Exercise:
Your answer should be the line that contains "[output] one dot per instance, form <point>661,284</point>." and each line after it, restated word for word through the final line of the entries.

Data extracts:

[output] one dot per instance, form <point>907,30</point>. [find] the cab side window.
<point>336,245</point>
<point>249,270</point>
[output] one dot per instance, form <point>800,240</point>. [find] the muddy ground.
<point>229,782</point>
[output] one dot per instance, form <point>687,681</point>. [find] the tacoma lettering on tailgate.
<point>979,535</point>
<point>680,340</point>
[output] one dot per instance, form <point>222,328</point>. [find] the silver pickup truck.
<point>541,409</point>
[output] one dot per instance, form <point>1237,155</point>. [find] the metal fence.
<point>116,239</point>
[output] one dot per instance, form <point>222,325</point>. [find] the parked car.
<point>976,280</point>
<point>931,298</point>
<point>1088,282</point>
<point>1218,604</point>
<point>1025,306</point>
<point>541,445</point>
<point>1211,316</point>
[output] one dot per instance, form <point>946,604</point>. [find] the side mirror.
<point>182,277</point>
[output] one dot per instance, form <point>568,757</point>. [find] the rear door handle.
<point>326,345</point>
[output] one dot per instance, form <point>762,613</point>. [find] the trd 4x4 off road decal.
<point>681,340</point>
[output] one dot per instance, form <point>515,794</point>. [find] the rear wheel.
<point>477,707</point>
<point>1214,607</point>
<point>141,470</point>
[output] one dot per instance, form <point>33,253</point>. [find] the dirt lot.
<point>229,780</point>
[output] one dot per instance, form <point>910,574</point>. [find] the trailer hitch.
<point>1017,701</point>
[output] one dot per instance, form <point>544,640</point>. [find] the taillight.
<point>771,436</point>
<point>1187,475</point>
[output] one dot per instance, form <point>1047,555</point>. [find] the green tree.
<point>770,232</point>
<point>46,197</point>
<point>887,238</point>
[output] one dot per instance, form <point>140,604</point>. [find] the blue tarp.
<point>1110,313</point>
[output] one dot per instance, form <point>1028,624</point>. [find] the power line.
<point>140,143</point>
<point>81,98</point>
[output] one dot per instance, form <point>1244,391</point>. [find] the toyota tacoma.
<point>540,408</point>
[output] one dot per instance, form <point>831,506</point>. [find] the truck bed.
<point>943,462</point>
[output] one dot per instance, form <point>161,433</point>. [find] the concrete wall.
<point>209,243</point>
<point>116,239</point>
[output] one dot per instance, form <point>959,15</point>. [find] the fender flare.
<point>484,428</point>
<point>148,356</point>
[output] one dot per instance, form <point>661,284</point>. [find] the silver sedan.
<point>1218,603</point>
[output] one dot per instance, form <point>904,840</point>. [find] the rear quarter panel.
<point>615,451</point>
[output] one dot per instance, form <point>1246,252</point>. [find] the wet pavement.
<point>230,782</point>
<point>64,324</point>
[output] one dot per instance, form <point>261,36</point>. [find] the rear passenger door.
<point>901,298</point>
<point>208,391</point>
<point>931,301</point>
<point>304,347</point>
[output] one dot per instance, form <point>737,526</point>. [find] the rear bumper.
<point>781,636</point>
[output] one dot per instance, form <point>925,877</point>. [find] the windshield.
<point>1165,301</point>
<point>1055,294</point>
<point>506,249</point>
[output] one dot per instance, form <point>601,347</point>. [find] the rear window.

Response box:
[output] one dot per instance, form <point>661,284</point>. [find] the silver sedan.
<point>1218,603</point>
[output] one dot per instance, form <point>904,840</point>. [find] the rear quarter panel.
<point>615,451</point>
[output] one dot per instance, form <point>1246,252</point>. [find] the wet pavement.
<point>230,782</point>
<point>64,324</point>
[output] one dot per instance, form <point>261,36</point>. [find] the rear passenger door.
<point>901,298</point>
<point>208,391</point>
<point>931,301</point>
<point>304,347</point>
[output] one dot per instance, form <point>737,526</point>. [find] the rear bumper.
<point>781,636</point>
[output] one dot per instance, form <point>925,877</point>. [find] the windshield.
<point>1165,301</point>
<point>1055,294</point>
<point>506,249</point>
[output] one dot per instance, form <point>601,347</point>. [find] the rear window.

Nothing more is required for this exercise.